_PAGE EXTRACT:_
# # #

Amazing how one quarter can change public opinion. I am long from low $30’s and welcome the idea of being profitable on the position.

Facebook beats by $0.05, beats on revs  (26.51 +0.38)
Reports Q2 (Jun) earnings of $0.19 per share, $0.05 better than the Capital IQ Consensus Estimate of $0.14; revenues rose 53.1% year/year to $1.81 bln vs the $1.62 bln consensus.

  • Key Metrics: Daily active users (DAUs) were 699 mln on average for June 2013, an increase of 27% year-over-year.
  • Monthly active users (MAUs) were 1.15 bln as of June 30, 2013, an increase of 21% year-over-year.
  • Mobile MAUs were 819 mln as of June 30, 2013, an increase of 51% year-over-year.  Mobile DAUs were 469 mln on average for June 2013.
  • Mobile advertising revenue represented ~41% of advertising revenue for the second quarter of 2013 versus expectations of ~32.5%. 
  • GAAP operating margin was 31% for the second quarter of 2013, compared to negative 63% in the second quarter of 2012. Excluding share-based compensation and related payroll tax expenses, non-GAAP operating margin was 44% for the second quarter of 2013, compared to 43% for the second quarter of 2012.
  • Conference Call Begins today at 17:00

In addition to FB, TRIP smashed earnings, as well as BIDU. Tech is where money need to be allocated. No doubt about it.

# # #

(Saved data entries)
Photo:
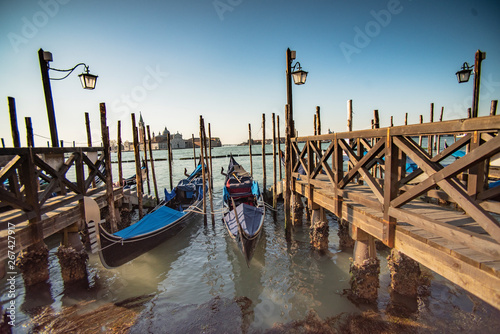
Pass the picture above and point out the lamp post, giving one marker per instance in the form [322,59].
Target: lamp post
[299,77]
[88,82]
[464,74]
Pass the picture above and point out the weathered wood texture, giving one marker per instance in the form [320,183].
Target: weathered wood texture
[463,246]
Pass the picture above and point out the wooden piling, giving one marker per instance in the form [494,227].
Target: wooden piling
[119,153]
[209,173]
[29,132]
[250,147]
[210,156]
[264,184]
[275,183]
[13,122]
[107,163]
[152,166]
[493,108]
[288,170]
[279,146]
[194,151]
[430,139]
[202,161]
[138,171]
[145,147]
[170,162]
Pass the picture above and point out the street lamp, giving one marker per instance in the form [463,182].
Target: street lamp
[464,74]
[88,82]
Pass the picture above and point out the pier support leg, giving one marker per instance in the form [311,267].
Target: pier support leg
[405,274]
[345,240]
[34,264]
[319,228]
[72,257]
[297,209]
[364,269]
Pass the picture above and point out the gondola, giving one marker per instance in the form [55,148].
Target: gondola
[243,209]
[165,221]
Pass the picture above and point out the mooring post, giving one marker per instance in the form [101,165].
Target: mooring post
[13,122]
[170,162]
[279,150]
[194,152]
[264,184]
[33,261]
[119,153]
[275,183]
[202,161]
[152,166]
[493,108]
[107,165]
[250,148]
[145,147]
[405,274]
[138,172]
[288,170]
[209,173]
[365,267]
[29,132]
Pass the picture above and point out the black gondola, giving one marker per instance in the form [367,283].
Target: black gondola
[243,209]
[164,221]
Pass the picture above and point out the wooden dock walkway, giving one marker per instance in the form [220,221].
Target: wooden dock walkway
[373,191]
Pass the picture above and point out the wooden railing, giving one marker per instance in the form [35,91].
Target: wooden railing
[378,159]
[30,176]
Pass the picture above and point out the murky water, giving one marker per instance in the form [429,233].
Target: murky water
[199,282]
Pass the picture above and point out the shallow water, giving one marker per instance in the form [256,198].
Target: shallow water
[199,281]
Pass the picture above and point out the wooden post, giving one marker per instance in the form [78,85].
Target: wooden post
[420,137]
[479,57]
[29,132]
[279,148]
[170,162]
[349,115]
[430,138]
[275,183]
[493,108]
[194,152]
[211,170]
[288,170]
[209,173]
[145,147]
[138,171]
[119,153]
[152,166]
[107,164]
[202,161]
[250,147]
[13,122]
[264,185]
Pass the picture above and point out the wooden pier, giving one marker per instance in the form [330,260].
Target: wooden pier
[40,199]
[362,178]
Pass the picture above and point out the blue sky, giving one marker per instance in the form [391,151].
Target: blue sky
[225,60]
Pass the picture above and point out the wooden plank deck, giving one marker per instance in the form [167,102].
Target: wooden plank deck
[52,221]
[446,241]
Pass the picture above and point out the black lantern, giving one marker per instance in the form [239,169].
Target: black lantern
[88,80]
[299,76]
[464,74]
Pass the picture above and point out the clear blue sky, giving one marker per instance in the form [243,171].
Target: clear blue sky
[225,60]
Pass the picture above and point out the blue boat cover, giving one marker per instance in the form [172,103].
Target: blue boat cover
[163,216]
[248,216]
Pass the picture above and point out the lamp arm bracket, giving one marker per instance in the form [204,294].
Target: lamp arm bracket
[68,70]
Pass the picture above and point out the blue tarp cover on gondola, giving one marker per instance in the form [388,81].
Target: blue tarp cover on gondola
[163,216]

# # #

_WHAT YOU NEED TO DO:_
1. Answer these questions from the Facebook earnings excerpt:
(a) What did Facebook report as its second-quarter earnings per share?
(b) How many monthly active users did Facebook have as of June 30, 2013?
(c) At what time does the conference call begin?
2. Reproduce the part of the entries that opens with the line containing "Pass the picture above and point out the wooden railing, giving" and runs through the end of the entries, substituting "Object" for each occurrence of "Target" and leaving everything else unchanged.

_RESULTS IN ORDER:_
1.
(a) $0.19 per share
(b) 1.15 bln
(c) 17:00

2.
Pass the picture above and point out the wooden railing, giving one marker per instance in the form [35,91].
Object: wooden railing
[378,159]
[30,176]
Pass the picture above and point out the murky water, giving one marker per instance in the form [429,233].
Object: murky water
[199,282]
Pass the picture above and point out the shallow water, giving one marker per instance in the form [256,198].
Object: shallow water
[199,281]
Pass the picture above and point out the wooden post, giving one marker per instance in the form [78,85].
Object: wooden post
[420,137]
[479,57]
[29,132]
[279,148]
[170,162]
[349,115]
[430,138]
[275,183]
[493,108]
[194,152]
[211,170]
[288,170]
[209,173]
[145,147]
[138,171]
[119,153]
[152,166]
[107,164]
[202,161]
[250,147]
[13,122]
[264,185]
Pass the picture above and point out the wooden pier, giving one marker per instance in the form [330,260].
Object: wooden pier
[40,199]
[362,178]
Pass the picture above and point out the blue sky, giving one marker per instance in the form [391,151].
Object: blue sky
[225,60]
Pass the picture above and point out the wooden plank deck, giving one marker per instance in the form [167,102].
Object: wooden plank deck
[52,221]
[446,241]
Pass the picture above and point out the black lantern, giving one marker per instance in the form [239,169].
Object: black lantern
[88,80]
[299,76]
[464,74]
Pass the picture above and point out the clear blue sky, giving one marker per instance in the form [243,171].
Object: clear blue sky
[225,60]
Pass the picture above and point out the blue boat cover, giving one marker per instance in the form [172,103].
Object: blue boat cover
[163,216]
[248,216]
Pass the picture above and point out the lamp arm bracket, giving one marker per instance in the form [204,294].
Object: lamp arm bracket
[68,70]
Pass the picture above and point out the blue tarp cover on gondola, giving one marker per instance in the form [388,81].
Object: blue tarp cover on gondola
[163,216]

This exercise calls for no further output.